The artistic and managerial genius of the Balaban & Katz team (brother Barney was known for his financial and real estate acumen, while Katz was a lawyer),[6] A. J. Balaban—from his earliest years as a young man singing in small theatres to illustrated glass slides, to the mastery of "presentations" that featured singers, dancers, and musicians in a variety of turns culminating into lavish tableaux—had as an overarching inspiration the comfort and satisfaction of the audience.

According to Abel Green, editor of Variety, the venerable show business trade newspaper, Balaban "did more than any individual to glorify the cinema setting",[7] and his theatre management established a successful model for other national exhibitors. As for performers and the production of effective shows and pacing, William Morris Senior, the talent manager, wrote in an open letter in Variety to Balaban, "You have done more for [vaudeville's] proper presentation than any other man ever connected with it."[2]

Among Balaban's many show-business innovations were large theatres seating thousands of people in grand architectural palaces that resembled "fairy-lands";[8] the integration of movies and stage shows, alternating throughout the day; the presentation on movie-theatre stages of many of the giants of American show business, including The Four Marx Bros.,[9] Sophie Tucker,[10] Gladys Swarthout,[11] Ginger Rogers,[12] organist Jesse Crawford,[13] and the orchestras of Paul Whiteman and John Philip Sousa,[13] among many others; stage bands for every theatre, each with its own master of ceremonies, usually a gifted orchestra conductor "M.C." like S. Leopold Kohls[14] or Paul Ash;[15][16][17] rigorous training for theatre ushers, drawn from the local male college population;[18] theatre checkrooms with courteous "no-tipping" service; and single admission charges for continuous performances.[7]

Between bouts of elective retirement in Geneva, Switzerland, and other locales, Balaban returned to the film and exhibition business periodically. Beginning in 1942, Balaban began nearly a decade as Executive Director of New York's Roxy Theatre at the request of Spyros Skouras of 20th Century-Fox,[7] restoring the theatre to profitability with access to first-run Fox films, as well as the production and presentation of first-class live shows. During this time, Balaban installed an ice rink on the Roxy stage, and instigated the first-ever "four-a-day" by the New York Philharmonic for two weeks in September 1950.

__THINGS TO DO__:
1) In the passage on A. J. Balaban:
(a) Who was Abel Green?
(b) From which population were the theatre ushers drawn?
(c) In what year did Balaban begin as Executive Director of New York's Roxy Theatre?
2) Can you repeat the passage on A. J. Balaban word for word, from "Between bouts of" up to and including "in September 1950."?

__Dataset entries__:
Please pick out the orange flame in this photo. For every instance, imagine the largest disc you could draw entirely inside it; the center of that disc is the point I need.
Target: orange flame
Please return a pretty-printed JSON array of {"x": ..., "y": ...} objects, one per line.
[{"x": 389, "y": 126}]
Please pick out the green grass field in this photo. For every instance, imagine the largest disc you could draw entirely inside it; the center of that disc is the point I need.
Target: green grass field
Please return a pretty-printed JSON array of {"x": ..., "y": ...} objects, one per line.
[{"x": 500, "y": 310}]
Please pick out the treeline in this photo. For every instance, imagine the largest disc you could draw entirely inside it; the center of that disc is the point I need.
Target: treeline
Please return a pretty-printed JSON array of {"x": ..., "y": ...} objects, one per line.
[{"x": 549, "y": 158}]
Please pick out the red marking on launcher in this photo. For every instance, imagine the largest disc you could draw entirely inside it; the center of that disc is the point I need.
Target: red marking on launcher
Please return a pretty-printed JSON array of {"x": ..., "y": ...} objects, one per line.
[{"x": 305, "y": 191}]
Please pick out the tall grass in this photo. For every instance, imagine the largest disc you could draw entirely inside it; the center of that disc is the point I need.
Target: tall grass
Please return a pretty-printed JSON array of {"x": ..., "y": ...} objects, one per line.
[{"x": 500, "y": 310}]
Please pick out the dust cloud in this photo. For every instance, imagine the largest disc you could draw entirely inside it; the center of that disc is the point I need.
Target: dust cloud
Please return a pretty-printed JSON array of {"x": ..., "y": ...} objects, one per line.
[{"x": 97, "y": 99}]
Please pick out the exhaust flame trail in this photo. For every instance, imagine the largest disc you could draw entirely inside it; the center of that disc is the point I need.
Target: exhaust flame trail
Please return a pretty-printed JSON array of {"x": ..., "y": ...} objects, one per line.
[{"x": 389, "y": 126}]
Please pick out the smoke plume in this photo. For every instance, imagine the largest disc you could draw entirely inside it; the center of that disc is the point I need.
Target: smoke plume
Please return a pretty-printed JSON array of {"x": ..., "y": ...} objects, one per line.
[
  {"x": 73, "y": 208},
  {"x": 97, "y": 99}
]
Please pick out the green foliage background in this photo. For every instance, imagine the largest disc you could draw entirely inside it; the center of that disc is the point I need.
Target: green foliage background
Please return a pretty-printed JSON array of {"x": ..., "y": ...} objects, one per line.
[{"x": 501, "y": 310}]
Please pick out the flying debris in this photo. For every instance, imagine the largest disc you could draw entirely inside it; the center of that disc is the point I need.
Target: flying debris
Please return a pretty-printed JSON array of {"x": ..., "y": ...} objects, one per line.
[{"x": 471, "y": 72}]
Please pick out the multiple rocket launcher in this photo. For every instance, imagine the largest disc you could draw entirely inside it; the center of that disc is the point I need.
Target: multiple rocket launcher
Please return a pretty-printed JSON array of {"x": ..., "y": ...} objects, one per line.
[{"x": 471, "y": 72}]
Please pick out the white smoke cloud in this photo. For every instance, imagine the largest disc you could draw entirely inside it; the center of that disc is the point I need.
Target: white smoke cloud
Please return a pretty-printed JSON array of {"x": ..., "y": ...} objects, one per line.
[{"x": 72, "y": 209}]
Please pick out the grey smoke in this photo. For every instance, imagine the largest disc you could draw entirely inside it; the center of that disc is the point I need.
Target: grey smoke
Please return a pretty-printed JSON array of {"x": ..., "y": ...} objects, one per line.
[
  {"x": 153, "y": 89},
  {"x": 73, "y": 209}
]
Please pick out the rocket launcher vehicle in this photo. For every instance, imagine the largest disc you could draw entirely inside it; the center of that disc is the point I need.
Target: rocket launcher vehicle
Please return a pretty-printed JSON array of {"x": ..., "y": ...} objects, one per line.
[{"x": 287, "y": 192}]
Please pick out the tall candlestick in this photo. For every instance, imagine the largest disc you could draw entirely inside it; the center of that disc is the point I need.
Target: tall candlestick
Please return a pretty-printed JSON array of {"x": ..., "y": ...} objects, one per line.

__ANSWERS TO THIS EXERCISE__:
1)
(a) The editor of Variety.
(b) The local male college population.
(c) 1942.

2)
Between bouts of elective retirement in Geneva, Switzerland, and other locales, Balaban returned to the film and exhibition business periodically. Beginning in 1942, Balaban began nearly a decade as Executive Director of New York's Roxy Theatre at the request of Spyros Skouras of 20th Century-Fox,[7] restoring the theatre to profitability with access to first-run Fox films, as well as the production and presentation of first-class live shows. During this time, Balaban installed an ice rink on the Roxy stage, and instigated the first-ever "four-a-day" by the New York Philharmonic for two weeks in September 1950.